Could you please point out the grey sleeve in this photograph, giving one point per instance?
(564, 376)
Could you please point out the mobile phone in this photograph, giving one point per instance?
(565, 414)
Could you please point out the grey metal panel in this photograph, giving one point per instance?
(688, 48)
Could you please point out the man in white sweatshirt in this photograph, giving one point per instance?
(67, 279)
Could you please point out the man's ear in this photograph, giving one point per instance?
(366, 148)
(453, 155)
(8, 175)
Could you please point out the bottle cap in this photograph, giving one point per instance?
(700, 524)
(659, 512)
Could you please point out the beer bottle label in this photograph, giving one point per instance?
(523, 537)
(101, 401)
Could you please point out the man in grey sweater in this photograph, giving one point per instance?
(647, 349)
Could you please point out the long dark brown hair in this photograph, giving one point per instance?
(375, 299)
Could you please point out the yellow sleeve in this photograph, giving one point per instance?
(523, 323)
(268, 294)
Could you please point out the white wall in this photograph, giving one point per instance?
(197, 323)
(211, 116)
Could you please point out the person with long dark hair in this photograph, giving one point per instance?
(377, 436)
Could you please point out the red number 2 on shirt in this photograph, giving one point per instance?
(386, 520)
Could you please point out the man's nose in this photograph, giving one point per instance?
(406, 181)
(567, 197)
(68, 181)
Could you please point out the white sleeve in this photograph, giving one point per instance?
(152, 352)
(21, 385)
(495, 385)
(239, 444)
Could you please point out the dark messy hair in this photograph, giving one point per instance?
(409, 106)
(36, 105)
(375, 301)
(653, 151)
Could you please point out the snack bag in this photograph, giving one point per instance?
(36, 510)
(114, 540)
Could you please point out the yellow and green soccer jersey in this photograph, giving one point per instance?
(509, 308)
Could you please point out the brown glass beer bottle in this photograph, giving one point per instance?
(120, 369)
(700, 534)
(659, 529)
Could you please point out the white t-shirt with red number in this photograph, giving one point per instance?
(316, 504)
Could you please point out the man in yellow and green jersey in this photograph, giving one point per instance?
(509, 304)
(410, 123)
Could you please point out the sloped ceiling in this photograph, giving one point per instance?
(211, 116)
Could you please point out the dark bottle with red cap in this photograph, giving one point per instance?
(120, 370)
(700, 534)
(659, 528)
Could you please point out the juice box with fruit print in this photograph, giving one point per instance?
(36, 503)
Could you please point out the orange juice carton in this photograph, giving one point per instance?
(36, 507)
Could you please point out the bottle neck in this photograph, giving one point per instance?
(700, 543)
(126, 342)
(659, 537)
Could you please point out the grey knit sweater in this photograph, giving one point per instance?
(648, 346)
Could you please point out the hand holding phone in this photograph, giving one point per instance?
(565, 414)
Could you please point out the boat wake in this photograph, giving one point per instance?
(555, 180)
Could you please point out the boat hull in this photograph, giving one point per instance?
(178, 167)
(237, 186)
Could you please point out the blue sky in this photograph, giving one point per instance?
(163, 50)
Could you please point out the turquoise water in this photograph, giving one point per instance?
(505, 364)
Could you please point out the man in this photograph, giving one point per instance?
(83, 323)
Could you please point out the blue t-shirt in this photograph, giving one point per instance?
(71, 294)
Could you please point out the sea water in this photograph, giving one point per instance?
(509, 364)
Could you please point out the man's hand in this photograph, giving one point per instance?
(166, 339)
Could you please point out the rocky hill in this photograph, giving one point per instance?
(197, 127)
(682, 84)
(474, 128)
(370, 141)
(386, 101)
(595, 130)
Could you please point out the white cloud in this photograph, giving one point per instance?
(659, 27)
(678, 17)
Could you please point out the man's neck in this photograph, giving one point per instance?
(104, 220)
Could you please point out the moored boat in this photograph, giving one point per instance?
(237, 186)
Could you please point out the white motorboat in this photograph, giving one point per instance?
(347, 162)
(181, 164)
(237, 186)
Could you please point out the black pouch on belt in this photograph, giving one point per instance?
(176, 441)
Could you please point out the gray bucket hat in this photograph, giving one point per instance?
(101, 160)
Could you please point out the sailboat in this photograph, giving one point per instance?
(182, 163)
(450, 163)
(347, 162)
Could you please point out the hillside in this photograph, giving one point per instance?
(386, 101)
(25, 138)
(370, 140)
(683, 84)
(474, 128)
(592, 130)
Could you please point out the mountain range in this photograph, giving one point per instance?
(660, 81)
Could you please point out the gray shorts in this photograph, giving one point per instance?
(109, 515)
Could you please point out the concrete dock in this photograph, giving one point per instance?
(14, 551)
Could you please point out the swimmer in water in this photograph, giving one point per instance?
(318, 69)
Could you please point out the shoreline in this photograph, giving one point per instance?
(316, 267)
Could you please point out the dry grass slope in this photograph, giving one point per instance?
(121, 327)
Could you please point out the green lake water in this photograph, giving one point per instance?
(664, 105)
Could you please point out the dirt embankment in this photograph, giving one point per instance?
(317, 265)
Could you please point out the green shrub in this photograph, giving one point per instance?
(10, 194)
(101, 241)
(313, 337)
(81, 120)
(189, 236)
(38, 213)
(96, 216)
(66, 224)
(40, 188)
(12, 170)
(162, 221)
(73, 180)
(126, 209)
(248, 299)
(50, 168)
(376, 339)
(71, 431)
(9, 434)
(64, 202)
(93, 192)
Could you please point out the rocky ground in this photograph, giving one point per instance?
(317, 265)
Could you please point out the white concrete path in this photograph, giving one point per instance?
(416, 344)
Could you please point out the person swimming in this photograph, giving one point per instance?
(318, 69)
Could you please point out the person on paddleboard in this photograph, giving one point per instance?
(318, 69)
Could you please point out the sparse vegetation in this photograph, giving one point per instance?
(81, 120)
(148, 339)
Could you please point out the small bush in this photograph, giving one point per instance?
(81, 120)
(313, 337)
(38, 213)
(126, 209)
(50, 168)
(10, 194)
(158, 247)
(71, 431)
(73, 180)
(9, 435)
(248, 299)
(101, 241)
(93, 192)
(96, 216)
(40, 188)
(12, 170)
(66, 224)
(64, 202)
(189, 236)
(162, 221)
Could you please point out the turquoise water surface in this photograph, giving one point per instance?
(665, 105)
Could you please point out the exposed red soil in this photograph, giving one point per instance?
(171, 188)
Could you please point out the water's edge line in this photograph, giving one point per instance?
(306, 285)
...
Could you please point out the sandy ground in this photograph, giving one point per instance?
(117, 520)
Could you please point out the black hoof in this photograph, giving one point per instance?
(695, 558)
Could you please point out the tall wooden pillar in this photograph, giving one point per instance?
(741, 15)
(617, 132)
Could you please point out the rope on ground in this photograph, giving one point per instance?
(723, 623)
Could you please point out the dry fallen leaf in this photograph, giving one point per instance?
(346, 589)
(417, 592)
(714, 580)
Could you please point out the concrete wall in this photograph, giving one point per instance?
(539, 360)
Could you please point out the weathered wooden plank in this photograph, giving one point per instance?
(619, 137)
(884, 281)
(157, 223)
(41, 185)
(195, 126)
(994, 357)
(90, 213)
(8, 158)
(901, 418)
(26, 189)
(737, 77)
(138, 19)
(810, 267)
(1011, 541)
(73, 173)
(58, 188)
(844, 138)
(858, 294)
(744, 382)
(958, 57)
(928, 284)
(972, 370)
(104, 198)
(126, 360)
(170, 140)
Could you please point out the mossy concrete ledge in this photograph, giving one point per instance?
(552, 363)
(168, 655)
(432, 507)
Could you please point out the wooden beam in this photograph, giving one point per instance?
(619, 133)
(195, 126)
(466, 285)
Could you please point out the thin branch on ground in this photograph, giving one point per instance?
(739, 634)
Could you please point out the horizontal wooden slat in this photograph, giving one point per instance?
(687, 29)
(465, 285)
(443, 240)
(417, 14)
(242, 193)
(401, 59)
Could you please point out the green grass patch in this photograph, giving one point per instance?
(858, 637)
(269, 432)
--
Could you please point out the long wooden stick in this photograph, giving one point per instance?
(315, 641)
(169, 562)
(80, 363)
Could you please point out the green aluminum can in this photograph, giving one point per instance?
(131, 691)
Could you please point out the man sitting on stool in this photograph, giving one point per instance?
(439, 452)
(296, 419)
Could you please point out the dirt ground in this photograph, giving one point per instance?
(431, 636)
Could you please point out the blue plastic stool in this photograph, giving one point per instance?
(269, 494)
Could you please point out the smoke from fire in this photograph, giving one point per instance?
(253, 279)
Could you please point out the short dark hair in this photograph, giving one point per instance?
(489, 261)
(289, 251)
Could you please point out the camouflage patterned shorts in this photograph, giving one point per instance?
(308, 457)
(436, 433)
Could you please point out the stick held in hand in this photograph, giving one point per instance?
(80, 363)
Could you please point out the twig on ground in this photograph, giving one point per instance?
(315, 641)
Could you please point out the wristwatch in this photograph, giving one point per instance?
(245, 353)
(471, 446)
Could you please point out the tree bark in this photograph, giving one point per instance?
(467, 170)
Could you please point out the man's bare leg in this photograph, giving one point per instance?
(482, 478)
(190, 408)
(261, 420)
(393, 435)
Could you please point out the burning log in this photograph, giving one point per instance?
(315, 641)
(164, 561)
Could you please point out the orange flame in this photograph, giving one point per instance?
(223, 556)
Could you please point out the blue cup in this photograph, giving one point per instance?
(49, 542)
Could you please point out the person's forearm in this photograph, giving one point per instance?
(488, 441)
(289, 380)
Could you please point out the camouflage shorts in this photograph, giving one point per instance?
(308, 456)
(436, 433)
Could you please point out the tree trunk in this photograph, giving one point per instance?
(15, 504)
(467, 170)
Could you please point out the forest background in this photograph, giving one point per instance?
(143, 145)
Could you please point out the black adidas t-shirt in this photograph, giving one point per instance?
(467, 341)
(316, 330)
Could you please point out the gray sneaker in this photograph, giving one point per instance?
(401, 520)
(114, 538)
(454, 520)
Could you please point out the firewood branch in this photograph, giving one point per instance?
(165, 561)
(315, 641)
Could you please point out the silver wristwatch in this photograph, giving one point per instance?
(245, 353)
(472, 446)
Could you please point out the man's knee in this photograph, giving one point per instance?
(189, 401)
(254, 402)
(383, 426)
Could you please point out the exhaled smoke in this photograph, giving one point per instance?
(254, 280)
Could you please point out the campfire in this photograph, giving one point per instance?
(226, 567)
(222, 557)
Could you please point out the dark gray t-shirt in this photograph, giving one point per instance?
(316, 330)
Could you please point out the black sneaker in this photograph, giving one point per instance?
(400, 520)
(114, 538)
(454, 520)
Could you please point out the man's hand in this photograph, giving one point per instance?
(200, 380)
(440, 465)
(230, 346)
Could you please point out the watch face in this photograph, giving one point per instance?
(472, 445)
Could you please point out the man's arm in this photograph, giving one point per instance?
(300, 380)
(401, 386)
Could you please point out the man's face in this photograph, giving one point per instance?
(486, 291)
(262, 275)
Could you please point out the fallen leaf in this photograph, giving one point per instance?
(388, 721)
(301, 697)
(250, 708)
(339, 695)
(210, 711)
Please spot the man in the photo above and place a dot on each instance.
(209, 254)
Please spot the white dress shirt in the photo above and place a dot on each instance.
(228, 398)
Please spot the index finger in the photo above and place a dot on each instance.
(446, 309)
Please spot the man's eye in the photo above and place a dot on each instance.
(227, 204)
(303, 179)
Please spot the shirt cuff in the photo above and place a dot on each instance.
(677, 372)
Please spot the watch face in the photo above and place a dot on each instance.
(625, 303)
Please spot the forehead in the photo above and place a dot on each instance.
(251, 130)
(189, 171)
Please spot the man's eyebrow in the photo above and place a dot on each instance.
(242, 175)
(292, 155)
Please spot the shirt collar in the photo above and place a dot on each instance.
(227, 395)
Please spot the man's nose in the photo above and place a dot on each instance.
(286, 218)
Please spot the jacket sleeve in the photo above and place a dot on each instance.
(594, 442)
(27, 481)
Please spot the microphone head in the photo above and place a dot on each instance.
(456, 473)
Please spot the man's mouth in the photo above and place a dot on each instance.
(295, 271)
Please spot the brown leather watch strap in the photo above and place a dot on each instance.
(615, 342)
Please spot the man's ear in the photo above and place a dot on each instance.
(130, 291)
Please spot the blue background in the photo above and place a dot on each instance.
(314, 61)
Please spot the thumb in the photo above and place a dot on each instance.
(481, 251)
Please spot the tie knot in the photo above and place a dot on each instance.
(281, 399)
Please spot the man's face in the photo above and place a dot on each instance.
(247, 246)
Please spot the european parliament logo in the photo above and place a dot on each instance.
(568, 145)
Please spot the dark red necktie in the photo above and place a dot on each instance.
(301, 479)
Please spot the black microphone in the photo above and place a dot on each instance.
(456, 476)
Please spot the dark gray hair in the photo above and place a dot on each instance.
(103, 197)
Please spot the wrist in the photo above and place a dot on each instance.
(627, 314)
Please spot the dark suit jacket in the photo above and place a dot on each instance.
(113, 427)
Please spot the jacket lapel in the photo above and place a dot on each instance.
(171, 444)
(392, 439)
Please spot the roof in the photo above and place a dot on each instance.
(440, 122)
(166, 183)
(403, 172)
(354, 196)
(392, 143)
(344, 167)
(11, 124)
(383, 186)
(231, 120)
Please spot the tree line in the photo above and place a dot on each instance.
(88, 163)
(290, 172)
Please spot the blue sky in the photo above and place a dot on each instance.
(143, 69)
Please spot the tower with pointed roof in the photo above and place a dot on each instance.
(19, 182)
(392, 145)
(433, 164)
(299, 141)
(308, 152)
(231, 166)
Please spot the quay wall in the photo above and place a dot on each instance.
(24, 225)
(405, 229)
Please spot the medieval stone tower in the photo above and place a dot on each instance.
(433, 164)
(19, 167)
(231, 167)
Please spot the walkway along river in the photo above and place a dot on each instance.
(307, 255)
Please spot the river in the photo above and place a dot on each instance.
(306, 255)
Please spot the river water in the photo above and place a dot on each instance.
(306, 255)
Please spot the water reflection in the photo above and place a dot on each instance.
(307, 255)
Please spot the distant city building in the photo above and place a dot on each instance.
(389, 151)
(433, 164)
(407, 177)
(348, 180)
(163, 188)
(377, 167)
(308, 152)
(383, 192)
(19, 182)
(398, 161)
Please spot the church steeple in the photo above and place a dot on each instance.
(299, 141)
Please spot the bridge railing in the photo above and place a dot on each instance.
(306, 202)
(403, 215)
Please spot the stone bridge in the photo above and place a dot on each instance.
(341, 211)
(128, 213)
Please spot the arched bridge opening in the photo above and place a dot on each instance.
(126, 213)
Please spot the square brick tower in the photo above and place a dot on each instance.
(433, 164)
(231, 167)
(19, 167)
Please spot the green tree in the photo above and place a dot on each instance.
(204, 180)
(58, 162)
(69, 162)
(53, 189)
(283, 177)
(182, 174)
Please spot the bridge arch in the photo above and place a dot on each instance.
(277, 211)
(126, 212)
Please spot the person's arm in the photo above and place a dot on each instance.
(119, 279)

(Required work): Please find every line above that contains the word "blue" and copy each of those lines out in full. Case counts.

(Written response):
Could you please point out the blue sky in this photograph, giving one point per instance?
Could you please point out the blue t-shirt in this photograph, giving one point per instance?
Could you please point out the blue plastic stool in this photograph, giving one point per instance?
Could you please point out the blue cup in this photograph, giving one point per instance?
Please spot the blue background in the photo above and place a dot on each instance.
Please spot the blue sky in the photo above and place a dot on each instance.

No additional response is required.